### Work instruction A
Summarize the Rhode Island fiscal profile in two sentences.
### Work instruction B
Continue the Rhode Island fiscal profile, picking up after its final sentence.

### Document extract
......

Riding Out the Storm: September 2009
Editor’s note: This is one in a series of in-depth state fiscal profiles as legislatures grapple with the recession, deep budget shortfalls and painful decisions on how to cut spending and increase revenue.
Tiny Rhode Island has been buffeted by a huge fiscal hurricane that’s far from over.
By Neil Downing
In the summer of 2006, Rhode Island’s Republican governor and the state’s Democratically controlled General Assembly teamed up to deliver a basketful of tax breaks.
They expanded a statewide property-tax relief program, shielded more cars from local excise taxes, and broadened the state’s earned income credit.
But the most publicized piece was a new flat-tax option for calculating Rhode Island’s personal income tax, an attempt to make the state more appealing for business owners.
“The very blue state of Rhode Island adopted one of the most sweeping pro-growth tax reforms in any state,” The Wall Street Journal said at the time.
Three years later, in a rare personal appearance before the House Finance Committee, Governor Donald L. Carcieri proposed a broader list of tax cuts, including a phase-out of the state’s 9 percent corporate income tax.
But gone was the bipartisan back-slapping of 2006. In its place were sharp-pointed comments from Democratic legislators and social service advocates who had had enough tax breaks passed in the name of economic development.
“Have we any guarantee that this will help raise jobs that help those who need it most?” asked Representative Thomas C. Slater.
The problem was that this very blue state was very deep in the red.

......

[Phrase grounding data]

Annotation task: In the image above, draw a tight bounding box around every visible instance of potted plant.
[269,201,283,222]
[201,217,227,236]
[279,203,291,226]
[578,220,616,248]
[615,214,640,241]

......

### Exercise output A
In 2006, Rhode Island's Republican governor and Democratically controlled General Assembly jointly delivered a set of tax breaks, the most publicized being a flat-tax option for the personal income tax meant to make the state more appealing to business owners. Three years later, Governor Donald L. Carcieri proposed broader cuts, including a phase-out of the 9 percent corporate income tax, but Democratic legislators and social service advocates responded with sharp criticism as the state had fallen deep into the red.

### Exercise output B
Well before Carcieri proposed his plan in May, a full-blown recession had swept through Rhode Island like an ocean-churned hurricane. It had raised unemployment to levels not seen in decades, eroded tax revenue and made budget deficits balloon.
A key factor was the housing market.
Throughout much of the 1990s, the median price of a single-family home generally followed national trends. But with the new century came double-digit percentage increases in housing prices—each year, for four straight years. From 2000 to 2005, for example, the median price of a single-family home in Rhode Island more than doubled, from $145,000 to $293,400.
Some lenders, chasing fees, made loans to people who would not otherwise qualify, the so-called subprime loans that swept the country.
“It’s clear the underwriting standards that the mortgage bankers were using were egregious,” says Carcieri, a former banker, during an interview at his State House office in Providence.
“There were no appraisals going on, and on top of that, no money down” in many cases, he says. “And it was all predicated on this notion that real estate prices, residential prices, were just going to keep going up forever.”
All the while, a state tax credit gave developers incentive to rehabilitate rundown historic buildings. New hotels and high-end condominium projects went up in Providence along with the city’s reputation as a hot new destination—for conventions and stylish city living at lower-than-Boston prices.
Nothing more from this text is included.